EXERCISE INSTRUCTIONS. From the items below, reproduce verbatim every line starting with the line that contains "point_to marks one point per instance of the dark wooden" and going on through the line that contains "column 825, row 568", including both of those lines.

DATA FOR THE TASK.
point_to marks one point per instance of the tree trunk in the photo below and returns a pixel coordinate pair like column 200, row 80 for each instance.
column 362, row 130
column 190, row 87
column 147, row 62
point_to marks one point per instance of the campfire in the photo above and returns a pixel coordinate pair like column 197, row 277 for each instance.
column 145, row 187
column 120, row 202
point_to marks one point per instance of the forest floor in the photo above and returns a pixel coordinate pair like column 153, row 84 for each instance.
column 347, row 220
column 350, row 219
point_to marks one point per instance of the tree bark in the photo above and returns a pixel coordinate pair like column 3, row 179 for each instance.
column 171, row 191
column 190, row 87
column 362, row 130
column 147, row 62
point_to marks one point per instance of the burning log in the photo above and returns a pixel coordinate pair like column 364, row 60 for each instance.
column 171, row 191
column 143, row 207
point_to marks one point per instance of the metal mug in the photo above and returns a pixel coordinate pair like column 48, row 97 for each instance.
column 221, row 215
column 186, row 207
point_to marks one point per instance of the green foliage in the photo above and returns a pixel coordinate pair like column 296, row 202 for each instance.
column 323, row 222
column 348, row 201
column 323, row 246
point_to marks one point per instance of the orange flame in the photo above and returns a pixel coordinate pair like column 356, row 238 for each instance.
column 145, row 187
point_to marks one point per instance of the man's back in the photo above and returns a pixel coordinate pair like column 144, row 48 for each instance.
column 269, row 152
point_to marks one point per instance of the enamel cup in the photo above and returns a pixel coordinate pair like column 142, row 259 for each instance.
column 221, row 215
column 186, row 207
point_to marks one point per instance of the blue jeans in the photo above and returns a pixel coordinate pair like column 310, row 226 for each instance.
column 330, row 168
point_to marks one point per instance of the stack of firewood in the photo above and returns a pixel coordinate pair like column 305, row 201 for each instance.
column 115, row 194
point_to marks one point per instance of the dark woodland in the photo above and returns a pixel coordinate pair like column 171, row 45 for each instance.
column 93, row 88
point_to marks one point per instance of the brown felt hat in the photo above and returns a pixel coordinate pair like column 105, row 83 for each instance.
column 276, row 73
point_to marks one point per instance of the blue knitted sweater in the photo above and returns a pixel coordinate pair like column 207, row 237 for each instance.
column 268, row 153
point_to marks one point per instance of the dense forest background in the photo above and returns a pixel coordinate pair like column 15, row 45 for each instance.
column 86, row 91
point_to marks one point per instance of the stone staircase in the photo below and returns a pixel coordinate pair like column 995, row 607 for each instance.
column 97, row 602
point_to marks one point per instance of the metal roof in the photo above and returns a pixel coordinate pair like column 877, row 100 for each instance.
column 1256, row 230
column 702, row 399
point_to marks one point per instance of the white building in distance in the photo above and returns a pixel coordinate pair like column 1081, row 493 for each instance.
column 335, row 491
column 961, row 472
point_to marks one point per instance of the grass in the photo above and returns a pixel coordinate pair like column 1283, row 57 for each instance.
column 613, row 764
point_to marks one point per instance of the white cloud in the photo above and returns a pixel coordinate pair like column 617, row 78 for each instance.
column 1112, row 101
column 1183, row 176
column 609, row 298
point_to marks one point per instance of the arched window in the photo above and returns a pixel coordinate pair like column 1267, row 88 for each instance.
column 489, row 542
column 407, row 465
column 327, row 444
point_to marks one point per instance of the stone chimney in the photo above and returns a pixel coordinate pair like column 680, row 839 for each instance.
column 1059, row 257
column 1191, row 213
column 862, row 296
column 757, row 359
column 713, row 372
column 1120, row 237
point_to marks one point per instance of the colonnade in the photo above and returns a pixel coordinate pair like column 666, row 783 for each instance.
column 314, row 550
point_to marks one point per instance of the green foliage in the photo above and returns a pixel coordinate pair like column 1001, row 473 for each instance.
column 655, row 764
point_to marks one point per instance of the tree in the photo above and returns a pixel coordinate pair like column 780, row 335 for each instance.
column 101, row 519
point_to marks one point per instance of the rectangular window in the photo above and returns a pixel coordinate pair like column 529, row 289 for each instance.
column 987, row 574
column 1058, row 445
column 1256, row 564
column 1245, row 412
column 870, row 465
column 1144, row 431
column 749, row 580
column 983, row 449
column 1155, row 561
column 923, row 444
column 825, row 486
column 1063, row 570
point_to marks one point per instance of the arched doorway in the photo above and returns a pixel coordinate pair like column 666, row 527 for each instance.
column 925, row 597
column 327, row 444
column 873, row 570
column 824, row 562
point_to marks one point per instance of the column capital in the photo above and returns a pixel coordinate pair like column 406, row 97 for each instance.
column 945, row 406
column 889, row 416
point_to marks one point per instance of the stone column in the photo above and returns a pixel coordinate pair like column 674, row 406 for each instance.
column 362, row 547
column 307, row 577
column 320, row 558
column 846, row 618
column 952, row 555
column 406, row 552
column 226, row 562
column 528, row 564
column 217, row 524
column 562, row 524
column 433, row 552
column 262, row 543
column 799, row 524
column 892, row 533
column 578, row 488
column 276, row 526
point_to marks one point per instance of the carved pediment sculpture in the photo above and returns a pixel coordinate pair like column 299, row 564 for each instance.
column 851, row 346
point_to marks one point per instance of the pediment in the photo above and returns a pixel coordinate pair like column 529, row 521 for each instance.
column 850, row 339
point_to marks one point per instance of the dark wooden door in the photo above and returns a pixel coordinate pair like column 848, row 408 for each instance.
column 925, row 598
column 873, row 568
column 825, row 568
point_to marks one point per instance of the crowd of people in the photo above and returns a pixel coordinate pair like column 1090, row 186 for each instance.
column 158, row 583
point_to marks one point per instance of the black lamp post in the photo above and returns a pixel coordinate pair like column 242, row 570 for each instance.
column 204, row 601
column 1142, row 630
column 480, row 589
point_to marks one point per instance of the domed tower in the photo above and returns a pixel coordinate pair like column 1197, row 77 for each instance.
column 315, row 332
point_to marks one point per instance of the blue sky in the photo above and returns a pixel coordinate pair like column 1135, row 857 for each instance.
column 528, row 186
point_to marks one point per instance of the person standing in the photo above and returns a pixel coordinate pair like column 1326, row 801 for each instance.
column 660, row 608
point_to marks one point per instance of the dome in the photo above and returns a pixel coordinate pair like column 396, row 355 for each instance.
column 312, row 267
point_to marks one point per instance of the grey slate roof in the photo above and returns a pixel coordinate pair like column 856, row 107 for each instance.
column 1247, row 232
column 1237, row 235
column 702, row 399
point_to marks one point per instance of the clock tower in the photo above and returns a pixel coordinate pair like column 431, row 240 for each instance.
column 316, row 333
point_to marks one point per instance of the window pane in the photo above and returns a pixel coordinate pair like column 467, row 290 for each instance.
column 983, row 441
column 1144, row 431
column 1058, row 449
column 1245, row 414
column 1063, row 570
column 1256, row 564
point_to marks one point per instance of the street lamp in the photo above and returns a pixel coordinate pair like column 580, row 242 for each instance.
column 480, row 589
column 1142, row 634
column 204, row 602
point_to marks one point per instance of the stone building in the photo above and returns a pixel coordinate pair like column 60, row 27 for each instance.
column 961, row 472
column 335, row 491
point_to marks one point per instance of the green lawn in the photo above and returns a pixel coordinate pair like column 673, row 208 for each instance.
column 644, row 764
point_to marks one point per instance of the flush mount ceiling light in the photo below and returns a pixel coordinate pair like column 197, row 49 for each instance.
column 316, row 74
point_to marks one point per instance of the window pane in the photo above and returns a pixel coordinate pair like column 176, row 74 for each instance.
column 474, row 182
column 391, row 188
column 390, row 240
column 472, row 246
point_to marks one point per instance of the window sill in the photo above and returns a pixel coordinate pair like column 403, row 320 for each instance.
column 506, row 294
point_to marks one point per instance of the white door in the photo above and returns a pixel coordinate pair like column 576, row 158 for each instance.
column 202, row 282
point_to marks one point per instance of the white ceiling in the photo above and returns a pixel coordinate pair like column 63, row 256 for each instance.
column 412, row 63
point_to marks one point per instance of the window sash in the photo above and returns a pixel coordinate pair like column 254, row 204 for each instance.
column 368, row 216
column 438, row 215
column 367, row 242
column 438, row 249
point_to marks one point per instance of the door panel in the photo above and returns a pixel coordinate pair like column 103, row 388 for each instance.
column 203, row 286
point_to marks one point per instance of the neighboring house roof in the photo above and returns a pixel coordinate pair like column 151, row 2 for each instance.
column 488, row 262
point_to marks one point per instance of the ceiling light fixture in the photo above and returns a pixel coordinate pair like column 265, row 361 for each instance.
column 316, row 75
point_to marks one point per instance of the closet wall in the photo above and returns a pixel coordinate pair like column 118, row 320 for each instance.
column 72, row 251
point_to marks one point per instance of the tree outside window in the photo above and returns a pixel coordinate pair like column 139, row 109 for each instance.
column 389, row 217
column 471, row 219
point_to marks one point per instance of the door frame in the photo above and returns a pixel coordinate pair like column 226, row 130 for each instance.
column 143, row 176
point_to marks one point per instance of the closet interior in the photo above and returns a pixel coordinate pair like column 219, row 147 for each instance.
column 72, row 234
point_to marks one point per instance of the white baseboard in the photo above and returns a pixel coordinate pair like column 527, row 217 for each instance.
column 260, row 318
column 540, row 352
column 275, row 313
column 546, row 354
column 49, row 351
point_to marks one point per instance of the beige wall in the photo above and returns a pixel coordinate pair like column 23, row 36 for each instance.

FINAL RESULT.
point_to marks one point per instance of the dark wooden door in the photo above and returns a pixel coordinate pair like column 848, row 408 for each instance.
column 925, row 598
column 873, row 568
column 825, row 568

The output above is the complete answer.